Dust in the Wind. (Focus)

Article excerpt

On a blistering June day in West Africa, standing on the bank of the Senegal River, one might look east and see what appears to be a blood-red curtain billowing the length of the horizon. When the curtain arrives, daylight disappears, and the land is covered in a dark red, gritty-tasting night. Going inside offers little protection--wind-blown dust soon penetrates shutters and plaster cracks, leaving a thin red layer everywhere; rooms feel like mine shafts. This is a dust storm in Africa's arid Sahelian band, the southern fringe of the Sahara Desert from Mauritania to Chad.

Every year, Sahelian dust storms, which can rise up to 4 kilometers into the sky, launch masses of dust--estimated from 500 million to over 1 billion tons--into the atmosphere. By comparison, Mount Pinatubo's massive 1991 volcanic eruption sprayed just 29 million tons of comparable ash.

Eight weeks before a Sahelian storm reached Florida last June, a dust cloud from another direction made headlines. In April 2001, two dust storms from Mongolia's Gobi Desert passed over the Aleutian Islands to the Pacific Northwest, penetrating North America. Between April 14 and 18, the first, large storm--at one point roughly the size of Japan--blanketed Colorado with a fine, whitish coating. A second, smaller storm dumped on the Pacific Northwest region the following week. Storms from both Africa and Asia appear to be growing more frequent.

═══

- **Given instruction 1**:
Reproduce the dust storm article word for word from "Article excerpt" up to and including "of comparable ash.".
- **Given instruction 2**:
Please carry the dust storm article forward from its final sentence.
The material that follows comes from a different source than the dust storm article.

- **Given data**:
═══

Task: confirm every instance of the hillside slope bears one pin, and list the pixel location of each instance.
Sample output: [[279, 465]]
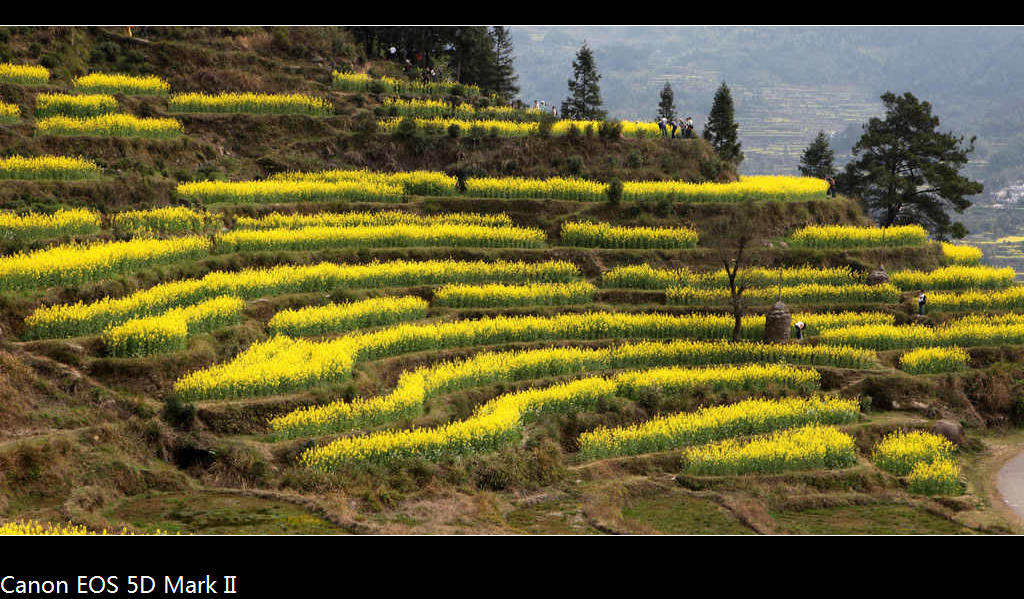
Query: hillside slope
[[111, 440]]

═══

- **Task answer 1**:
Article excerpt

On a blistering June day in West Africa, standing on the bank of the Senegal River, one might look east and see what appears to be a blood-red curtain billowing the length of the horizon. When the curtain arrives, daylight disappears, and the land is covered in a dark red, gritty-tasting night. Going inside offers little protection--wind-blown dust soon penetrates shutters and plaster cracks, leaving a thin red layer everywhere; rooms feel like mine shafts. This is a dust storm in Africa's arid Sahelian band, the southern fringe of the Sahara Desert from Mauritania to Chad.

Every year, Sahelian dust storms, which can rise up to 4 kilometers into the sky, launch masses of dust--estimated from 500 million to over 1 billion tons--into the atmosphere. By comparison, Mount Pinatubo's massive 1991 volcanic eruption sprayed just 29 million tons of comparable ash.

- **Task answer 2**:
Although dust itself is small--most particles range in diameter from 0.01 to several dozen micrometers--the subject is huge. Hannah Holmes, author of The Secret Life of Dust, states it boldly: "It regulates the weather. It influences the climate. Its powers seem unlimited.... This stuff makes the world go around." Dust can also sway the fates of nations and wars: recently a broadcast series of daily satellite images of dust plumes in Asia was stopped because some of them originated over Afghanistan, and knowledge of their whereabouts had military value, according to an unnamed official at the National Oceanic and Atmospheric Administration (NOAA).

Increasingly, the global dust "budget," as scientists refer to the total amount of matter in global circulation, is attracting scrutiny for its changing patterns, its possibly far-reaching effects on climate and ecosystems, and its potential impacts on public health. Dust and other particulate matter that occurs naturally (from volcanic eruptions, forest fires, live vegetation, and sea spray) makes up 90% of airborne aerosols; about 10% of aerosols in the atmosphere are caused by humans, mainly as residues from automobile and industrial exhausts.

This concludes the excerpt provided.